Passengers who travelled on an Air Canada flight from Toronto to Halifax on June 26 were warned this week that they may have been exposed to COVID-19.
And according to the Canadian government, several other flights that have come through the city in recent weeks also had what are now known to be confirmed cases on board.
The federal government has an online webpage titled Coronavirus disease (COVID-19): Locations where you may have been exposed to COVID-19, and it includes a list of both domestic and international flights that are known to have had coronavirus patients on them at the time of travel.
The information on the page is not entirely exhaustive, according to the feds, and it is gathered through reports received from provincial and territorial health authorities, international health authorities and public websites.
The site also doesn't include information from flights before June 25, and it is updated once per day.
These are the domestic flights from Toronto with COVID-19 patients on board (as of July 10):
- Air Canada flight AC626 from Toronto to Halifax (rows 29 to 33) on June 26
- Air Canada flight AC428 to Montreal on June 26 (affected rows unknown)
- Air Canada flight AC428 to Montreal on June 29 (affected rows unknown)
- Air Canada flight AC428 to Montreal on July 5 (affected rows unknown)
- Westjet flight WS669 to Calgary on July 3 (affected rows unknown)
- Air Canada flight AC169 to Edmonton on July 7 (rows 10 to 16 affected)
Each of these domestic flights departed from Pearson International Airport.
International flights that travelled through Toronto with COVID-19 cases on board (as of July 10):
- Air Canada flight AC1231 from Cancun on June 26 (affected rows unknown)
********
## Problem details
Please extend the article on COVID-19 cases aboard flights through Toronto, picking up after its last listed flight.

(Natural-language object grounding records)
********
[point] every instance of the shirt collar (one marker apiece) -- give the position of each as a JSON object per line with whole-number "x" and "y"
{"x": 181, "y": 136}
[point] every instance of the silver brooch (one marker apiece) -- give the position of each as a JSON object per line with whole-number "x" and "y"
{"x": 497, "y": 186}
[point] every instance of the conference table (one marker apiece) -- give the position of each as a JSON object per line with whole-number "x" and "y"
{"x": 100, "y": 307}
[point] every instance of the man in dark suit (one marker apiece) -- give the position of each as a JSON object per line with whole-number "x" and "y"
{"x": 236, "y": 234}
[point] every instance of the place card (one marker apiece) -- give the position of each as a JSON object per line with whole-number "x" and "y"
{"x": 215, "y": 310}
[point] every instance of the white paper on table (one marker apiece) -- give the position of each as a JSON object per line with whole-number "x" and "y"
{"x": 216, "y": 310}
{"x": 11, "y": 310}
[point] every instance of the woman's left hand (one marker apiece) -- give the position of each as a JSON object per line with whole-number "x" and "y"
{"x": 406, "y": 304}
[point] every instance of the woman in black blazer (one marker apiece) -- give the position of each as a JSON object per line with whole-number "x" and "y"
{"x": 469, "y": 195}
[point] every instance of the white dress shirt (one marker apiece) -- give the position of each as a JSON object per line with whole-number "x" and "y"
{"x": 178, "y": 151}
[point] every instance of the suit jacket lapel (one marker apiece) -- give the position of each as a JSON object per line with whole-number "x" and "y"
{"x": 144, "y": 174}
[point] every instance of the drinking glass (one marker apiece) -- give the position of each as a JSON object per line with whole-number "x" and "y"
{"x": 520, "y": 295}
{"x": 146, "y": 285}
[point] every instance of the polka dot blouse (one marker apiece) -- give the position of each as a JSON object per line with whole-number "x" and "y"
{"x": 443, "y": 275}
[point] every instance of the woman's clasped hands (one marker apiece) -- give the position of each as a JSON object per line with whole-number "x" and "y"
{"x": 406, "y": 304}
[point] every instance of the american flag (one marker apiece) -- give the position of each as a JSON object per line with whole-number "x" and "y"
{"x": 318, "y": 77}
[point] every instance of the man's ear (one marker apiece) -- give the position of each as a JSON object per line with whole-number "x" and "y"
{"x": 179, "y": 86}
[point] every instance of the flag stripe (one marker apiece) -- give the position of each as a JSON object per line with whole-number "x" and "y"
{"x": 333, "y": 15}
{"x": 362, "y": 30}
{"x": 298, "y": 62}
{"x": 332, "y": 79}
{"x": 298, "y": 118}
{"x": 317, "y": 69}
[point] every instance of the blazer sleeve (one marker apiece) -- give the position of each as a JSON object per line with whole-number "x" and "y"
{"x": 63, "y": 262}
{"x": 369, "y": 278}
********
## Written response
- Air Canada flight AC911 from Fort Lauderdale on June 26 (rows 23 to 29)
- Air Canada flight AC911 from Fort Lauderdale on June 28 (affected rows unknown)
- Air Canada flight AC992 from Mexico City on June 29 (affected rows unknown)
- American Airlines flight AA2301 to Dallas on June 26 (rows 14 to 20)
- American Airlines flight AA5700 to Charlotte on July 2 (rows 12 to 18)
- Delta flight DL4662 from Detroit on June 29 (rows 38 to 44)
- Ethiopian Airlines flight ET 500 to Addis Ababa on July 6 (affected rows unknown)
- Pakistan International Airlines flight PK0781 from Islamabad on July 3 (affected rows unknown)
Anyone who was on any of these flights should self-monitor for symptoms of the virus, and the government is reminding all travellers that anyone who has recently returned to Canada must quarantine (self-isolate) for 14 days, regardless of whether they have symptoms.
"You may have been exposed to COVID-19 during recent travel, such as by airplane, cruise ship or train (any public conveyance)," notes the webpage.
"Being aware of the risk can help you take the necessary steps to protect your health and the health of others around you."